**MATERIALS PROVIDED**:
:::

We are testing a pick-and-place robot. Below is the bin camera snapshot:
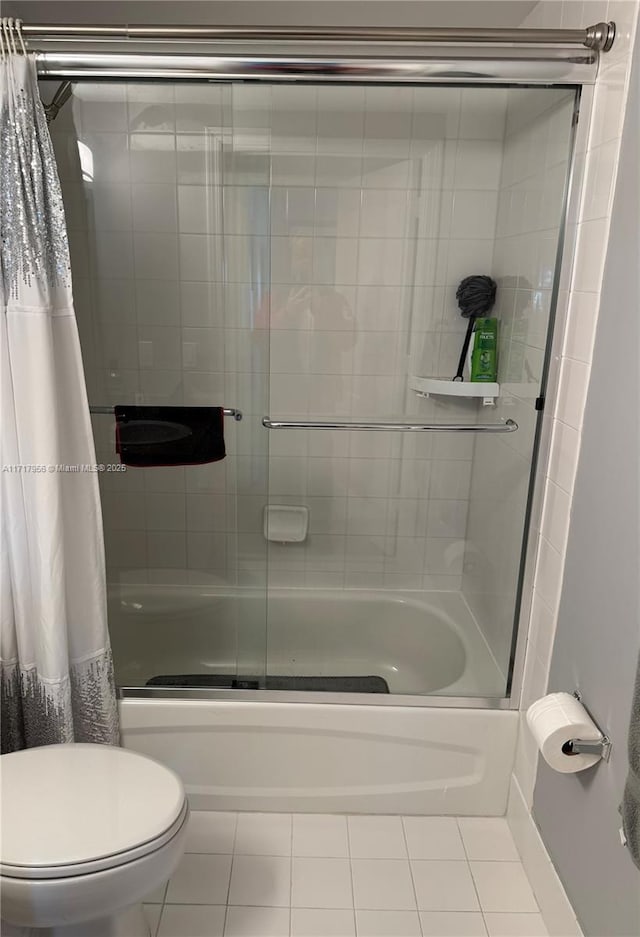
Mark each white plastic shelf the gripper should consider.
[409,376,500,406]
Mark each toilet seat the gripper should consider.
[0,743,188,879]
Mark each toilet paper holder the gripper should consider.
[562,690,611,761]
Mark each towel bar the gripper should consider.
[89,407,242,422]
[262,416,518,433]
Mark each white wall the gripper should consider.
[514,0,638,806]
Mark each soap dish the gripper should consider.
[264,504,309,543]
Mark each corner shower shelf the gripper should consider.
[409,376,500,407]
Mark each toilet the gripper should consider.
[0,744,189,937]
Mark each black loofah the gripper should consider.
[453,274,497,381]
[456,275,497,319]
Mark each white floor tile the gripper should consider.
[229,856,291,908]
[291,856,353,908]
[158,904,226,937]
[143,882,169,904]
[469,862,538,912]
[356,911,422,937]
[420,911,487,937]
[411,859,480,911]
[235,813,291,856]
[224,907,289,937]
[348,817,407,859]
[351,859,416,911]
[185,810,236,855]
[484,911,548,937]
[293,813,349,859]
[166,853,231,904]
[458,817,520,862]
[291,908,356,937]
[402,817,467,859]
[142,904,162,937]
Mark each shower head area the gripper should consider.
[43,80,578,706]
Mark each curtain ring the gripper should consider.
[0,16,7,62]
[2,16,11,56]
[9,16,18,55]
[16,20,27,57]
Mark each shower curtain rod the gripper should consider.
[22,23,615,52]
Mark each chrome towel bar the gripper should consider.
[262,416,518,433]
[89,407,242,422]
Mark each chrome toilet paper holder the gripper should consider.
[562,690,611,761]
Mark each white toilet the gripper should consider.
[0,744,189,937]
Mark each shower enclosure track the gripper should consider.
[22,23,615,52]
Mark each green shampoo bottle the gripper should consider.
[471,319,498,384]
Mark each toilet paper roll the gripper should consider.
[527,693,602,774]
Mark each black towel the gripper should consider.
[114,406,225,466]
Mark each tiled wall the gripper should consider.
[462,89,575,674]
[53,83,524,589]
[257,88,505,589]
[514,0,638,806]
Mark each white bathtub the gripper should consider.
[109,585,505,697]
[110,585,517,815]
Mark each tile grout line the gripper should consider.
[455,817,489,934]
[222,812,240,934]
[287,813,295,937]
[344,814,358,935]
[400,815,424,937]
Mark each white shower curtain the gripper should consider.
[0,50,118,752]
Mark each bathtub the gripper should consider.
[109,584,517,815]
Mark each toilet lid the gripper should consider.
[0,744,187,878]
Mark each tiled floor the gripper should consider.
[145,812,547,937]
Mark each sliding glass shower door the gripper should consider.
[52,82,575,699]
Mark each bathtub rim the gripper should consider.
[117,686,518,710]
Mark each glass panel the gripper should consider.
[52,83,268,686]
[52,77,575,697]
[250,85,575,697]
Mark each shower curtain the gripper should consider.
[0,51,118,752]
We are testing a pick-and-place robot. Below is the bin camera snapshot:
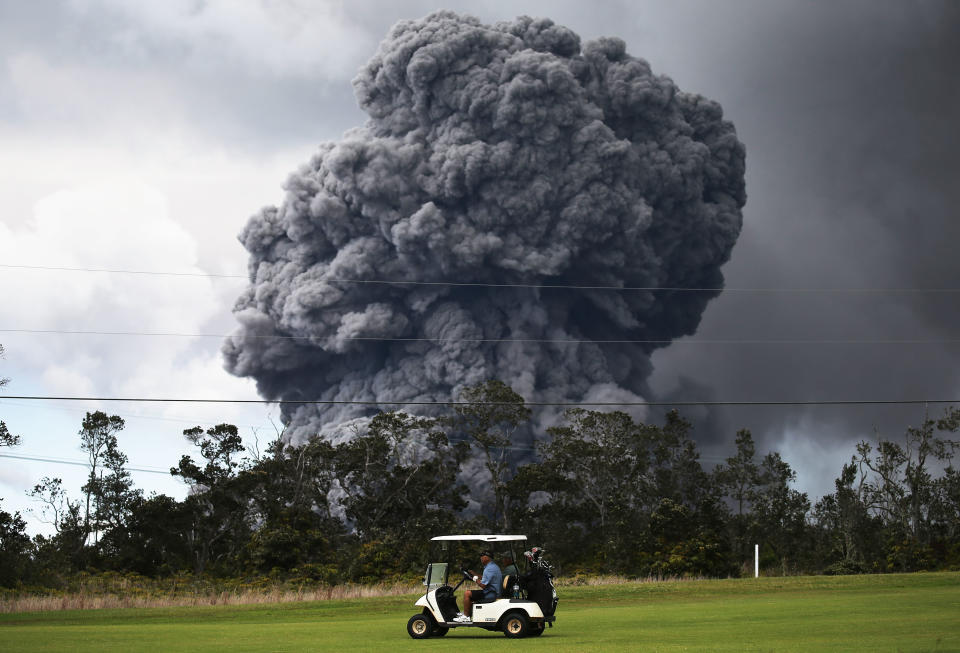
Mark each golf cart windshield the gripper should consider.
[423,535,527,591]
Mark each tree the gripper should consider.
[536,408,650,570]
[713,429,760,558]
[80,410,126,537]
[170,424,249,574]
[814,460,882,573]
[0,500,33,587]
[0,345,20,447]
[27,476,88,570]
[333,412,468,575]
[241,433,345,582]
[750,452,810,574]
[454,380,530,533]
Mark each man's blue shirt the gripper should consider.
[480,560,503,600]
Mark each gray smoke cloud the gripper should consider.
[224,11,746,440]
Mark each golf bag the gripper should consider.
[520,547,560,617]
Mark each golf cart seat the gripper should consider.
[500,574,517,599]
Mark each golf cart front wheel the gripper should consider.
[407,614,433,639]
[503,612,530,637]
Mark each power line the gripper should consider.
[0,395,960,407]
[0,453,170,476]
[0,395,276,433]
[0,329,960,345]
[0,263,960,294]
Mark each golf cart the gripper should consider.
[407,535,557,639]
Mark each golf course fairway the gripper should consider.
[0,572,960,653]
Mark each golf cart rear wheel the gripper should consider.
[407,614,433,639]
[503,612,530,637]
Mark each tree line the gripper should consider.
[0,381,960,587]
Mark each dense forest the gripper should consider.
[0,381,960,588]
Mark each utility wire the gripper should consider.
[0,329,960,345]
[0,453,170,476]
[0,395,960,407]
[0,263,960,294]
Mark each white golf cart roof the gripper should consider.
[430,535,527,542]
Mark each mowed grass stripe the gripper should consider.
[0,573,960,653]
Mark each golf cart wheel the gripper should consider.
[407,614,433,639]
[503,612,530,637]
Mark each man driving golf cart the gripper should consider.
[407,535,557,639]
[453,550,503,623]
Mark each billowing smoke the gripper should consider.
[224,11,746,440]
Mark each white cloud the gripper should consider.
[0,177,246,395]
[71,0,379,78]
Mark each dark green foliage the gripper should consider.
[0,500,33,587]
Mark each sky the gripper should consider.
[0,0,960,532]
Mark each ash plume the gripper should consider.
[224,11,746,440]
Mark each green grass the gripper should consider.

:::

**AIM**: Starting with the line that contains "Mark each tile grout" and going on through the line that contains "[145,812,547,937]", write out those lines of the items above as a numbered list, leaving out any blank lines.

**RESPONSE TO THIS TASK**:
1. Mark each tile grout line the gripper should consider.
2. [455,817,489,934]
3. [222,812,240,934]
4. [287,813,295,937]
5. [344,814,358,935]
6. [400,815,424,937]
7. Mark each white shower curtain the gripper should consider.
8. [0,50,118,752]
9. Mark each bathtub the gripper should consider.
10. [109,584,517,815]
11. Mark each toilet lid the gripper should consider.
12. [0,744,187,878]
13. Mark each tiled floor the gripper should consider.
14. [145,812,547,937]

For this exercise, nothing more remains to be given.